━━ Material for the task ━━

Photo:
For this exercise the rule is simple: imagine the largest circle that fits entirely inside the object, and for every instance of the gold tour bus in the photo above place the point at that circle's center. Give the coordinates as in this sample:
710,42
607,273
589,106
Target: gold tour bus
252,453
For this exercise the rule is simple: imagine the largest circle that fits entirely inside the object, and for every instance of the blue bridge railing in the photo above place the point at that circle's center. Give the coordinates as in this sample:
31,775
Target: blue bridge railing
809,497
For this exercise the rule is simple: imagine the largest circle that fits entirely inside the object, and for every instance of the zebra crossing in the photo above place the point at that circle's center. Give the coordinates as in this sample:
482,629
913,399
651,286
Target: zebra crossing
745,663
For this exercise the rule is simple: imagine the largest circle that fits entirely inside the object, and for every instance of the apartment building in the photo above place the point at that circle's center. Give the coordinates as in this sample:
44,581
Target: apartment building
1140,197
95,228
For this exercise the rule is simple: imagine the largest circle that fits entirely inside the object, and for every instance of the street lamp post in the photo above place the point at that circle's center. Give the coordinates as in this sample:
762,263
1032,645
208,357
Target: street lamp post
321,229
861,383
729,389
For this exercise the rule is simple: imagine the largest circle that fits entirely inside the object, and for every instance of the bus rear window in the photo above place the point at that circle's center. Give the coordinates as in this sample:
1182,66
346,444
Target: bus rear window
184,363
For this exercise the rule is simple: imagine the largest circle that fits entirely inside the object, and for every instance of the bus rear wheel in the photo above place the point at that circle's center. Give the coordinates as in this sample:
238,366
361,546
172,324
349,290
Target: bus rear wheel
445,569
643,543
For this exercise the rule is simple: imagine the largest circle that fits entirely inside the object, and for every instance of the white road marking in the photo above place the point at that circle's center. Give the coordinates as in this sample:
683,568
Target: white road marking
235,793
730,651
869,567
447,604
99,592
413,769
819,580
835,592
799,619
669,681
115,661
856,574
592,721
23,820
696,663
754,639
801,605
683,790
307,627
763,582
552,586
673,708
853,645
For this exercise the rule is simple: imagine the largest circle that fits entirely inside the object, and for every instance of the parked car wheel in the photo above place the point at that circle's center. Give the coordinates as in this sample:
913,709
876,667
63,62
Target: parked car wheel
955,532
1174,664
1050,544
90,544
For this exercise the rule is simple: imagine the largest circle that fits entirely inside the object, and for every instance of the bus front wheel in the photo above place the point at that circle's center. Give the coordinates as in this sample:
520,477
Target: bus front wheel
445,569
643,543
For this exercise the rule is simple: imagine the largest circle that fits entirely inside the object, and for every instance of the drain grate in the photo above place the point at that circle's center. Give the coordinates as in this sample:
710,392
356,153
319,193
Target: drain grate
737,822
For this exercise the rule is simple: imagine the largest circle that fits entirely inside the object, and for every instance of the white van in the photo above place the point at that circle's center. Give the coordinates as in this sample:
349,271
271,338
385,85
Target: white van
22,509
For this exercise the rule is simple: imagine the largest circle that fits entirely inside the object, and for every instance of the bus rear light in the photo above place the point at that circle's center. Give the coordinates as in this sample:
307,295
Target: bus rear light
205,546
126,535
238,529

━━━

Write out all of the records above as a numbered list, skipping any blank lines.

1. Photo:
2. For this exercise the rule is simple: imagine the largest circle that fits entirely inside the object, and for every instance of the gold tour bus in the photo above place the point at that circle's center. Give the coordinates as in this sample:
3. 710,42
4. 607,273
5. 589,106
6. Target: gold tour bus
7. 252,453
8. For this exercise the rule is simple: imagine the largest circle that fits entirely inside the object, and for every instance of the blue bridge railing in the photo above place the point at that circle's center. Give the coordinates as in this sample:
9. 31,775
10. Target: blue bridge railing
11. 809,497
12. For this exercise the rule is simple: imagine the largest circle that fits entirely inside the object, and for every instance of the zebra crossing in the photo above place the point at that circle's center. Give the coordinates as in this sample:
13. 482,629
14. 913,399
15. 651,286
16. Target: zebra crossing
17. 745,663
18. For this exercise the rule is simple: imagine the largest circle that fits entirely inside the object, and for every instance of the apartment building in the photo above place the point at that circle's center. Give the coordinates as in this sample:
19. 44,581
20. Target: apartment building
21. 1140,197
22. 95,228
23. For this exercise the rule is simple: imagine the largest circle that fits entirely inside the object, and for every instance of the street lamp post in the photo above place the point at that circle's center. Give the coordinates as in this sample:
24. 762,263
25. 1032,645
26. 208,357
27. Target: street lamp post
28. 321,229
29. 861,383
30. 729,389
31. For this exercise the rule is simple: imagine the largest circle that fits entirely inside the object, and for every instance of the bus rear window in the photo above place the point at that circle's center. Give the coordinates as in this sample:
32. 1182,66
33. 346,444
34. Target: bus rear window
35. 184,363
36. For this exercise the rule is simple: imagine the largest circle that fits entirely inside the object, and for every instance of the bus rear wheel in the photo above place the point at that circle's center. Give the coordinates as in this sample:
37. 238,366
38. 361,546
39. 172,324
40. 349,290
41. Target: bus rear wheel
42. 445,569
43. 643,543
44. For this exercise the rule is simple: imagine the largest circle that fits entirely inside the object, and for every instance of the white road marking in the photo above place the point at that circle's center. Give the coordinates as in this sample:
45. 683,568
46. Target: white road marking
47. 235,793
48. 730,651
49. 869,567
50. 447,604
51. 99,592
52. 413,769
53. 819,580
54. 835,592
55. 799,619
56. 669,681
57. 115,661
58. 856,574
59. 592,721
60. 23,820
61. 696,663
62. 754,639
63. 801,605
64. 683,790
65. 307,627
66. 763,582
67. 552,586
68. 673,708
69. 853,645
70. For this exercise the rule is simple: imagine the largest circle that fits entirely inside the object, and for every instance of the parked car wheel in the photo above place the point at that circle's center. Give the coordinates as in this sample:
71. 913,709
72. 876,667
73. 63,62
74. Target: parked car wheel
75. 955,532
76. 1174,664
77. 1050,544
78. 90,544
79. For this exercise the rule is simple: imagine the largest circle that fits entirely inside the object, and for every instance of the bus front wheel in the photo above place the point at that circle's center. Give the coordinates as in this sample:
80. 520,477
81. Target: bus front wheel
82. 445,569
83. 643,543
84. For this exercise the rule is simple: imagine the largest circle that fits entirely inside the object, and for every instance of the drain grate in the photo above place the point at that circle's center. Give the coordinates as in this sample:
85. 710,392
86. 356,153
87. 319,193
88. Target: drain grate
89. 737,822
90. For this exercise the rule is simple: imagine the largest circle that fits entirely inside the object, and for every instance of the white van in the photo above place the point at that circle's center. Give the coordinates as in this sample:
91. 349,271
92. 271,338
93. 385,85
94. Target: white van
95. 22,509
96. For this exercise the rule is simple: imagine the largest circle that fits entirely inside the object, and for every instance of the bus rear light in the photo above place the point at that circle's center. Give the coordinates as in this sample:
97. 307,295
98. Target: bus rear light
99. 205,546
100. 126,535
101. 238,529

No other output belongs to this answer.